▶ **What to do**: Each entry below is to be restated word for word, with no pictures carried over.

──────────────────────────────

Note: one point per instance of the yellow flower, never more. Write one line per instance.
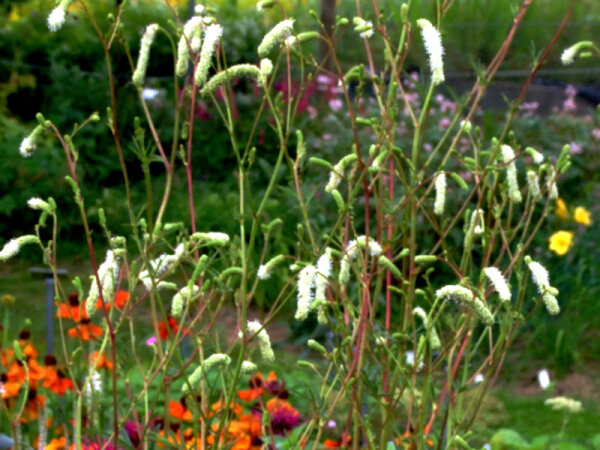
(560, 242)
(561, 208)
(583, 216)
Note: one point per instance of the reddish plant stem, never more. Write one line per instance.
(436, 408)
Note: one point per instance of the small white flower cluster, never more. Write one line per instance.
(237, 71)
(108, 274)
(142, 64)
(540, 277)
(434, 339)
(211, 237)
(476, 226)
(277, 35)
(264, 342)
(182, 298)
(312, 288)
(306, 284)
(39, 204)
(363, 27)
(335, 176)
(93, 387)
(56, 18)
(565, 404)
(466, 296)
(266, 69)
(551, 183)
(160, 265)
(440, 194)
(499, 283)
(511, 174)
(435, 50)
(212, 34)
(248, 367)
(12, 247)
(190, 38)
(324, 269)
(536, 156)
(214, 360)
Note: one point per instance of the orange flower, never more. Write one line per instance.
(217, 407)
(178, 411)
(57, 444)
(259, 387)
(58, 383)
(9, 388)
(344, 441)
(86, 330)
(121, 299)
(101, 361)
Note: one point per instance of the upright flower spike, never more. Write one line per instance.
(266, 69)
(440, 194)
(335, 176)
(182, 298)
(533, 182)
(363, 27)
(108, 273)
(56, 19)
(511, 174)
(212, 34)
(499, 283)
(540, 277)
(435, 50)
(12, 247)
(306, 283)
(28, 145)
(536, 156)
(39, 204)
(466, 296)
(211, 237)
(277, 35)
(434, 339)
(264, 342)
(551, 183)
(142, 65)
(191, 37)
(237, 71)
(324, 267)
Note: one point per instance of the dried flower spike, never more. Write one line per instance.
(142, 65)
(435, 50)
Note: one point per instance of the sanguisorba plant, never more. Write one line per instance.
(420, 271)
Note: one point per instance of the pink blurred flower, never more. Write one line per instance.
(576, 148)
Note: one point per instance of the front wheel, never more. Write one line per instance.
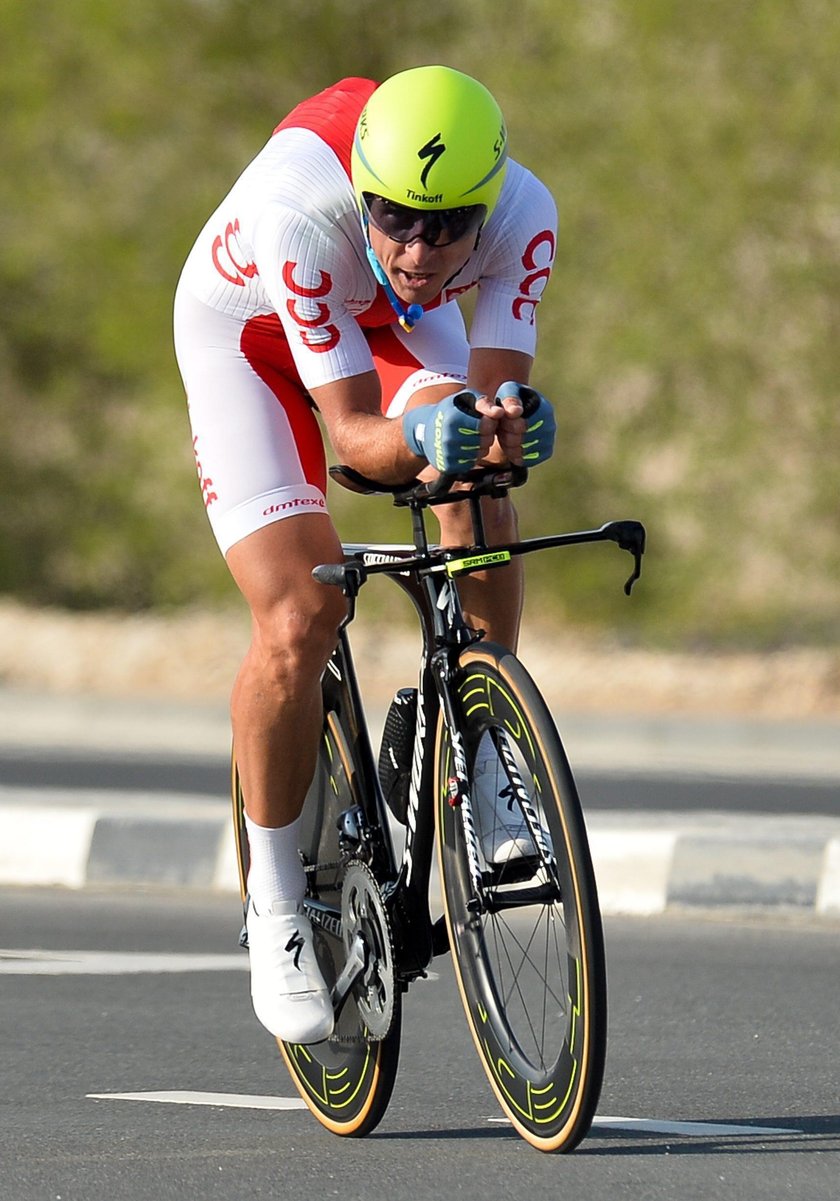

──────────────────────────────

▶ **Exercise solution**:
Note: one point per instance of the yellow flower, never more. Write one line per instance.
(560, 242)
(561, 208)
(583, 216)
Note: one point per instance of the reddish plant stem, never more. Write one line per instance.
(436, 408)
Note: one point per instance of the small white flower cluster, never more. Write one line per instance.
(237, 71)
(108, 274)
(142, 64)
(540, 277)
(434, 339)
(211, 237)
(476, 226)
(277, 35)
(264, 342)
(182, 298)
(312, 288)
(306, 284)
(39, 204)
(363, 27)
(335, 176)
(93, 387)
(56, 18)
(565, 404)
(466, 296)
(266, 69)
(551, 183)
(160, 265)
(440, 194)
(499, 283)
(511, 174)
(435, 50)
(212, 34)
(248, 367)
(12, 247)
(190, 38)
(324, 269)
(536, 156)
(214, 360)
Note: one point per instance of the orange flower, never more. Write one line per instance.
(217, 407)
(178, 411)
(57, 444)
(259, 387)
(58, 383)
(9, 388)
(344, 441)
(86, 330)
(121, 299)
(101, 361)
Note: one point per instance of the upright flower spike, never more. Write one line per instance.
(266, 69)
(440, 194)
(335, 176)
(182, 298)
(533, 182)
(363, 27)
(108, 273)
(56, 19)
(511, 174)
(212, 34)
(499, 283)
(540, 277)
(435, 50)
(12, 247)
(306, 283)
(28, 145)
(536, 156)
(39, 204)
(466, 296)
(211, 237)
(277, 35)
(434, 339)
(264, 342)
(551, 183)
(142, 65)
(191, 37)
(237, 71)
(324, 267)
Note: one point per instance of the dried flower spike, never more. Write one line per instance.
(142, 65)
(435, 50)
Note: one point per instance of the sanguisorba plant, never more. Write one line per instance.
(420, 271)
Note: one point per instance of the pink blurred flower, never more. Write one line per instance.
(576, 148)
Note: one point per instance of the front wheel, never more. Write one line per instance.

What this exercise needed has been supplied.